**** Record extracts ****

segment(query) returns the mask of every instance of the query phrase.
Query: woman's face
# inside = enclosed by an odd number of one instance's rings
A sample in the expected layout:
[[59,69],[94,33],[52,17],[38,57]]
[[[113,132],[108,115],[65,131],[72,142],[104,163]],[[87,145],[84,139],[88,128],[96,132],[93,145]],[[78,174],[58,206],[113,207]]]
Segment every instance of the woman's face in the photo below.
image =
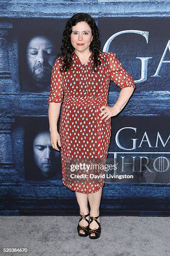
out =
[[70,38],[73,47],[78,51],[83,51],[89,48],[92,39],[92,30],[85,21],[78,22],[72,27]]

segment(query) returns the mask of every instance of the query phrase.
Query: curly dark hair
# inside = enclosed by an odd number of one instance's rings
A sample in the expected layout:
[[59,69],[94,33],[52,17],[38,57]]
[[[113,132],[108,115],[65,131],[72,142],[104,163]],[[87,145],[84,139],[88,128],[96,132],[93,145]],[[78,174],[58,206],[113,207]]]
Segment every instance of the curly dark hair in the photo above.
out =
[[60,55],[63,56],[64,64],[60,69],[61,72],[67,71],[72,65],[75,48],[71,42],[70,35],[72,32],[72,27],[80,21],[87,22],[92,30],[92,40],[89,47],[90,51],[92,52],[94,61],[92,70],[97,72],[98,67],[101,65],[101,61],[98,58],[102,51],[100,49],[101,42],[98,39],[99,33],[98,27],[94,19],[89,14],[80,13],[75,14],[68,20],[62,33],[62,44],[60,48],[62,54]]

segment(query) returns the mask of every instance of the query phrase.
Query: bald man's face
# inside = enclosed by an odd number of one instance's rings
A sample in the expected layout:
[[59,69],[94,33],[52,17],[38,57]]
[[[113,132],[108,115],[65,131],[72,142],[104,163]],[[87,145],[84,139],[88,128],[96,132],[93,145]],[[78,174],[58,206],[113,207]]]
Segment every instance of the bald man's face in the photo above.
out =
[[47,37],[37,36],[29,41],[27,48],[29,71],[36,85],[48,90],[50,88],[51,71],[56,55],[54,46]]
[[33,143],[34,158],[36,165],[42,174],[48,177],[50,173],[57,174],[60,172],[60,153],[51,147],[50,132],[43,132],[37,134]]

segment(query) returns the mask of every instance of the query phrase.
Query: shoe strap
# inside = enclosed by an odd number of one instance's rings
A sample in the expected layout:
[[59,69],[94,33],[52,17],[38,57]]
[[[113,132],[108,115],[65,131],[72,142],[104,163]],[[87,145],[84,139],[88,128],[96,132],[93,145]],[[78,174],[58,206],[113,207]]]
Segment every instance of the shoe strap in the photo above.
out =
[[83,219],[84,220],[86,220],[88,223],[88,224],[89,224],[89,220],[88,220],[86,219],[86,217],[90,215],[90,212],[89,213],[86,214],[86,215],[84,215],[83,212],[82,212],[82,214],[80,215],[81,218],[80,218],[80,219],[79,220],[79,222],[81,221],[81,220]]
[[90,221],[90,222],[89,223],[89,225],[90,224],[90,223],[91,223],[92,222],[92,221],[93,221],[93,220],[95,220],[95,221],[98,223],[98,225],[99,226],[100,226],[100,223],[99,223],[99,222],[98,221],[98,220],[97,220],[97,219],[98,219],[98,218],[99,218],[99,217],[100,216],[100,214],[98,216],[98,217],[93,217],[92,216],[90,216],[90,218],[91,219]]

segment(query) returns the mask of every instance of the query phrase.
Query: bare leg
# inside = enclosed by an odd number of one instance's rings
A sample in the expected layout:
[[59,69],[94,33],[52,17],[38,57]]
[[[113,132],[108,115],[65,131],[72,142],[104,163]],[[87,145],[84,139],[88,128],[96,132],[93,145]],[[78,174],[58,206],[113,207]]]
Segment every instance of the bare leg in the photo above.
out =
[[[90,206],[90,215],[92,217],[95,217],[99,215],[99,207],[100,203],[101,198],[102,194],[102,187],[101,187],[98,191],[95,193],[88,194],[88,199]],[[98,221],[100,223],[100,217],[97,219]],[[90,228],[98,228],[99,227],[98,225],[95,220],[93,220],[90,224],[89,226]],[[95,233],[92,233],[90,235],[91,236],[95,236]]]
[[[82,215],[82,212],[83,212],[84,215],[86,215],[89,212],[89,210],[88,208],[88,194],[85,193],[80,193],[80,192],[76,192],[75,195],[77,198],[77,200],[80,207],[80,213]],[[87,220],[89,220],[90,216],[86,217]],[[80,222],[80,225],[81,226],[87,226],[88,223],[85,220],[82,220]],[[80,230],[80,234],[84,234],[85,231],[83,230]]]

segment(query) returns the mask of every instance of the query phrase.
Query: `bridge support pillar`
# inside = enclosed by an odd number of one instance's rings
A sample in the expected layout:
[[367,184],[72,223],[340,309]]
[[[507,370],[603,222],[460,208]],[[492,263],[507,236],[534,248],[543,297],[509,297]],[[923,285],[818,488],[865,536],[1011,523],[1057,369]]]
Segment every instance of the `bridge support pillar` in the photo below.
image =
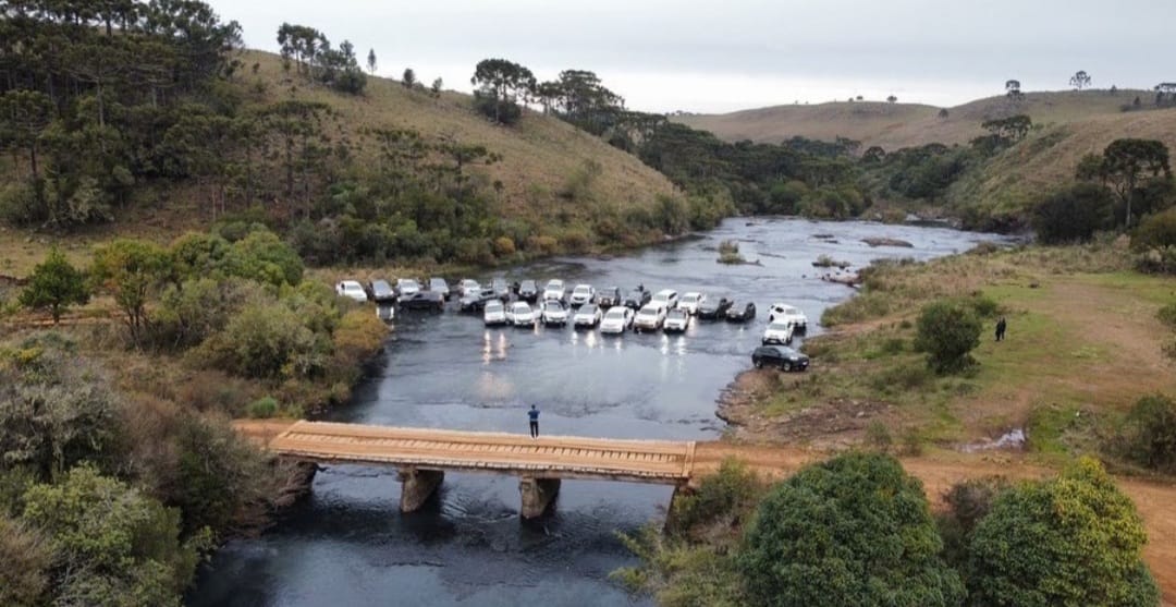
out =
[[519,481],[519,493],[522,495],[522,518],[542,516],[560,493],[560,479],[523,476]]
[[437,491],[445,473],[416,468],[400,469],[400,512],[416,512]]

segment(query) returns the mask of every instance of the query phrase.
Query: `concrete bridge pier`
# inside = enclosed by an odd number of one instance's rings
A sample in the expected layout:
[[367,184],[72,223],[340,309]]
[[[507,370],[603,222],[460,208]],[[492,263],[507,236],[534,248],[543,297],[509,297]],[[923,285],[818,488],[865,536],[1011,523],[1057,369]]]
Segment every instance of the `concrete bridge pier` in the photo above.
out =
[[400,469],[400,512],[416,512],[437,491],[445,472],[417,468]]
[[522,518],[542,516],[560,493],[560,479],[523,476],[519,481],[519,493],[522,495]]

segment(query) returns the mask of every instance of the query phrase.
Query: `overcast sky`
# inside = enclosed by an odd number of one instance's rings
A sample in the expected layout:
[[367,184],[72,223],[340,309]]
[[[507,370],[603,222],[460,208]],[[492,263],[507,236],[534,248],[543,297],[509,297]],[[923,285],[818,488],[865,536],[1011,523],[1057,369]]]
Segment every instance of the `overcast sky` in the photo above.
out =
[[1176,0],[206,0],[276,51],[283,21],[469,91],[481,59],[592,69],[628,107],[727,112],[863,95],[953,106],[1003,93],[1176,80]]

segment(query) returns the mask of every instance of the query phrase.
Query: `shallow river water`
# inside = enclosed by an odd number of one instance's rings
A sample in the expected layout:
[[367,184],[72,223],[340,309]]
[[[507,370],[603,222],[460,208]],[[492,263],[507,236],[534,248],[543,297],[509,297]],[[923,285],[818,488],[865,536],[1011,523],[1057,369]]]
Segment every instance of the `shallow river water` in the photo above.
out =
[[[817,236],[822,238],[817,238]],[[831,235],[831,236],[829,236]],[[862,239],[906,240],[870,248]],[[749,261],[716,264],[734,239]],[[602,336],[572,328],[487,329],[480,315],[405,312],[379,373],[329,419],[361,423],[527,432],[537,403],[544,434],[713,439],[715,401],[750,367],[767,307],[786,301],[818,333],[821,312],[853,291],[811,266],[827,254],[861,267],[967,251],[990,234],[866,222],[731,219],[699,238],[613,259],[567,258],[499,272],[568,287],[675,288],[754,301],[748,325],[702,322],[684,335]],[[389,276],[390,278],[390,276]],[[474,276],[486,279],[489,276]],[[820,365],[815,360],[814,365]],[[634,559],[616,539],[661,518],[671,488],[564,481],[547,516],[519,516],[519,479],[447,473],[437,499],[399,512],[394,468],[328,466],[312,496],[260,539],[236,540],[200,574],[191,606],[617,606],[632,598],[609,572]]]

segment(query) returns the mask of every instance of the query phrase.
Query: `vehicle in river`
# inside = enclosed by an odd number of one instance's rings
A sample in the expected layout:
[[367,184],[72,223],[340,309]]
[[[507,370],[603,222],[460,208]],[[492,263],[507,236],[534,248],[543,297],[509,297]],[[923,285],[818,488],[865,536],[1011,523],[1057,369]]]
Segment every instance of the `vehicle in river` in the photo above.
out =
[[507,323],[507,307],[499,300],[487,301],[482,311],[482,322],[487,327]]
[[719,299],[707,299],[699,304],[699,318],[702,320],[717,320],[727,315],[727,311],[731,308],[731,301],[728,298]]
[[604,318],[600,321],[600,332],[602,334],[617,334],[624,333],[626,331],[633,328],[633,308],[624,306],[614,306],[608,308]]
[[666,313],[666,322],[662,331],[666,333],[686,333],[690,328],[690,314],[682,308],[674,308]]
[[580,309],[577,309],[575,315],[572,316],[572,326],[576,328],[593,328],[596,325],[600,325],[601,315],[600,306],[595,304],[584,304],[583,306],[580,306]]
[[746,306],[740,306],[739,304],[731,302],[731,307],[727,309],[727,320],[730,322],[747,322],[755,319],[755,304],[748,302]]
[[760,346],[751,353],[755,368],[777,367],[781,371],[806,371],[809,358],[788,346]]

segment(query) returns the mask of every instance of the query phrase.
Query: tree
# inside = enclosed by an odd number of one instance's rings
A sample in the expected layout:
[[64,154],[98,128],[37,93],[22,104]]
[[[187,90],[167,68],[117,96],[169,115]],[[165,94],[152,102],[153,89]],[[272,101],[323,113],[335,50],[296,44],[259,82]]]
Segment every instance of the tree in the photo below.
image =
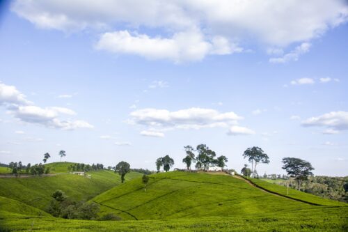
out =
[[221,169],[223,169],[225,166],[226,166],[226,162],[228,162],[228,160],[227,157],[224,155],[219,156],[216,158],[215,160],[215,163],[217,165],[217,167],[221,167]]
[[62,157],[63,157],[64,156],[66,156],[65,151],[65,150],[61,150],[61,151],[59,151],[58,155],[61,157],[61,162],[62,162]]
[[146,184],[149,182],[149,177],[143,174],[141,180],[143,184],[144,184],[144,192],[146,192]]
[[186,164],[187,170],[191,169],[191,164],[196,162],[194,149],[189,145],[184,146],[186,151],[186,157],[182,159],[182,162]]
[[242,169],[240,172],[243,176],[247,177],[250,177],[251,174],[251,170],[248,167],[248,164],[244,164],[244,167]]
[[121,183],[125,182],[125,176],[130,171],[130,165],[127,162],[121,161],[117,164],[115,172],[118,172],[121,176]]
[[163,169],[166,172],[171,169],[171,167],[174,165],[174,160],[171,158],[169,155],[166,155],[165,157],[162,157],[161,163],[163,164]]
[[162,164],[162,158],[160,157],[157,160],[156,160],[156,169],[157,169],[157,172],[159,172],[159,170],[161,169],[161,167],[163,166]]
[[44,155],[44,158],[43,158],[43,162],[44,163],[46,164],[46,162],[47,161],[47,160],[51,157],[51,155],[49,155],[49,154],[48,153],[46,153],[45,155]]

****

• Task details: Report every line in the listing above that contains the string "dark". Case counts.

• Answer to this exercise:
Query: curly dark hair
Segment every instance of the curly dark hair in the photo above.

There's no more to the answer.